* WHAT YOU SHOULD DO:
Below are some records; output exactly the lines from the line with "like [(119, 46)]." to the line with "Query: player running", both ends kept, and nothing more.

——————————

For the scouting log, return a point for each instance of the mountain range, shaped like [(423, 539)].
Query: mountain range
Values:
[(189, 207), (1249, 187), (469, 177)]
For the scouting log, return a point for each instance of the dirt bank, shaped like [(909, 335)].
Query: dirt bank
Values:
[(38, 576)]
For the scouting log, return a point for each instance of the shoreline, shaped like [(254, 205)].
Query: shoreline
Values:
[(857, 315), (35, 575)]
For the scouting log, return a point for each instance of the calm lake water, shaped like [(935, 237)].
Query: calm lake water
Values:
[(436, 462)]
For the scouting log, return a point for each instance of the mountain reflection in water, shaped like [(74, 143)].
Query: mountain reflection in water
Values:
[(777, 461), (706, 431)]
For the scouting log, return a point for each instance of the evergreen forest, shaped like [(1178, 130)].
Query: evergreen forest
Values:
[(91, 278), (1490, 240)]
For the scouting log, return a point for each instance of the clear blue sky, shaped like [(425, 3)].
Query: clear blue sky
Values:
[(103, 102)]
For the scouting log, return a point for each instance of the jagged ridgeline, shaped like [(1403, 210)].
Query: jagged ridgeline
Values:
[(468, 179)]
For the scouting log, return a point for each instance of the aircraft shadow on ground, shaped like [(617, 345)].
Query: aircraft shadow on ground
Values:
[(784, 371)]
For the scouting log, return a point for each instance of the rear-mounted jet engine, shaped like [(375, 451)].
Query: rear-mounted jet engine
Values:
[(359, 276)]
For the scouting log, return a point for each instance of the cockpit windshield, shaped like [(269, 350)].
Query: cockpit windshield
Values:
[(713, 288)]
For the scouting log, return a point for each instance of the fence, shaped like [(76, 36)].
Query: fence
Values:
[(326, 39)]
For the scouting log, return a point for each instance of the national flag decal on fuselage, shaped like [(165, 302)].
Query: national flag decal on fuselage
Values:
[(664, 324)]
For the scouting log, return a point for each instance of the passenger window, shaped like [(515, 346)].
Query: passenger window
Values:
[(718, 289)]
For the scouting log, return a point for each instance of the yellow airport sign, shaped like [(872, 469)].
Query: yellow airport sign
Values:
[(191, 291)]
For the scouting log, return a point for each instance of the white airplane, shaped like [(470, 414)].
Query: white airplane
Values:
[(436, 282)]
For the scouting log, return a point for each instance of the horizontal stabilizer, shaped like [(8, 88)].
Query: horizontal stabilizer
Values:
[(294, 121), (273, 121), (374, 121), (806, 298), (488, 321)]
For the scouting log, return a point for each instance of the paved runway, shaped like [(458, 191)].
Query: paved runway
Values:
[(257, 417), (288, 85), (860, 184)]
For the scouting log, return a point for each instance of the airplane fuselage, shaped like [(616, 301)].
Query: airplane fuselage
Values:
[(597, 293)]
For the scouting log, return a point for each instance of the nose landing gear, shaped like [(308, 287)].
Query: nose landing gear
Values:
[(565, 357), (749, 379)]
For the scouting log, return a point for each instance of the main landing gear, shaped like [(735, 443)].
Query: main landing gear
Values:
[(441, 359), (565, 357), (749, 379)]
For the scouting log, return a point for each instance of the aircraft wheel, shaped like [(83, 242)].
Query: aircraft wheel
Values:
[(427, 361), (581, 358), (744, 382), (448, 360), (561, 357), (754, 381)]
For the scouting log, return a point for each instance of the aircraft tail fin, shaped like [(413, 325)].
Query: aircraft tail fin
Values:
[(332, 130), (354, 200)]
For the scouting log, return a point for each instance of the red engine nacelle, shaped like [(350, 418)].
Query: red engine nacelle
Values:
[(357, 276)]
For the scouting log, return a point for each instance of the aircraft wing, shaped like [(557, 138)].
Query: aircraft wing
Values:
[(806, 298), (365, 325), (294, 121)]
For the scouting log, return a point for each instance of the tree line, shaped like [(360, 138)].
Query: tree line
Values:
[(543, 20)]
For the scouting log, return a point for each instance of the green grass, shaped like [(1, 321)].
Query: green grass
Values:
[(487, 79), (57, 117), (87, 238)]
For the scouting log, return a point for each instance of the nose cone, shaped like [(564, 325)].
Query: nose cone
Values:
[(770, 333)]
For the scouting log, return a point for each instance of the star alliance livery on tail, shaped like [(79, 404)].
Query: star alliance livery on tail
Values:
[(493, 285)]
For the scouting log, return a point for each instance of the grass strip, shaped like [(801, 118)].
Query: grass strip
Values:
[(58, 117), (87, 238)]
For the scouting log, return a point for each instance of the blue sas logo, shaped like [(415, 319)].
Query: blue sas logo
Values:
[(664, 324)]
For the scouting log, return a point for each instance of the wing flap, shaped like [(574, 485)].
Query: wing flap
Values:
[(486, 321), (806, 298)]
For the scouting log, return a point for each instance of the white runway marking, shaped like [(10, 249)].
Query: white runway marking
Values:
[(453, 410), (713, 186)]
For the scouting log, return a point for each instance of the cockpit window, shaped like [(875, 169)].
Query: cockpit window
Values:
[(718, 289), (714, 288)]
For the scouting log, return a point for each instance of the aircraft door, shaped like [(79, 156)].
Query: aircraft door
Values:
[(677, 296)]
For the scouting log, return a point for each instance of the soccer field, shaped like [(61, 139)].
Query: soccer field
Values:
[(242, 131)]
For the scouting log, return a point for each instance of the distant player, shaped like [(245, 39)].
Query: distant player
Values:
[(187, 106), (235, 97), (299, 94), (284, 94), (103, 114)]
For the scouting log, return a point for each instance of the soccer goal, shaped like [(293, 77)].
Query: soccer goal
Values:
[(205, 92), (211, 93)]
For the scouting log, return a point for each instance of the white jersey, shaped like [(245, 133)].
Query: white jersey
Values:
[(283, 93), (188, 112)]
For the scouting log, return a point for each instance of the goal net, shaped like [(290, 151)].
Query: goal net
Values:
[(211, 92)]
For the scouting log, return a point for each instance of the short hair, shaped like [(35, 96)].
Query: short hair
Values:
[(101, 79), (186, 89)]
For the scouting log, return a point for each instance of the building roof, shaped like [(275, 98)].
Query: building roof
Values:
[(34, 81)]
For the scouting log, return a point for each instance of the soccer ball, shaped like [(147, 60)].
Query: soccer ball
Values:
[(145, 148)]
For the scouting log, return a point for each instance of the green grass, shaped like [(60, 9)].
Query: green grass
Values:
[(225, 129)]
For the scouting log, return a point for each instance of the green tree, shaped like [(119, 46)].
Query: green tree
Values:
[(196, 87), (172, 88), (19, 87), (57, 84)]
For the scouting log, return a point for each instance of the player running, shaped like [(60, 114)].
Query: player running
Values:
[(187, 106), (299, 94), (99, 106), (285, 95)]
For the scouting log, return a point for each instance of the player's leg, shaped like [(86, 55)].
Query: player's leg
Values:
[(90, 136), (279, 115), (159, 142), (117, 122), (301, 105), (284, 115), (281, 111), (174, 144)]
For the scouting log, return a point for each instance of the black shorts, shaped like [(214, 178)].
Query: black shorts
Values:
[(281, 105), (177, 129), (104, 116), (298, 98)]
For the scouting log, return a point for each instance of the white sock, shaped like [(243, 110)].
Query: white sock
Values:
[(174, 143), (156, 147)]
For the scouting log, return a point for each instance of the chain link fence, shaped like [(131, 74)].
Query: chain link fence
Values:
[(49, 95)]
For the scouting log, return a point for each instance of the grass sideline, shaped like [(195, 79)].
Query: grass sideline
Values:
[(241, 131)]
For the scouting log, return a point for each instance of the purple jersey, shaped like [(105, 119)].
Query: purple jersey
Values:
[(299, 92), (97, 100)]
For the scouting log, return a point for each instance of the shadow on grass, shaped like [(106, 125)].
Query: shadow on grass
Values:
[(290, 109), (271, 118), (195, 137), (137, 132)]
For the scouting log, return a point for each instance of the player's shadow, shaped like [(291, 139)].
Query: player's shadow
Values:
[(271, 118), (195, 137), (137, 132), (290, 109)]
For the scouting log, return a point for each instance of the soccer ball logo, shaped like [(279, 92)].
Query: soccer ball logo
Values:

——————————

* WRITTEN RESPONSE:
For the scouting log, return a point for each instance of the green tree, shaped like [(119, 46)].
Query: green tree
Values:
[(196, 87), (172, 88), (19, 87), (57, 84)]
For the scouting log, return a point for each instance of the player running, shaped like [(60, 114)].
Query: player running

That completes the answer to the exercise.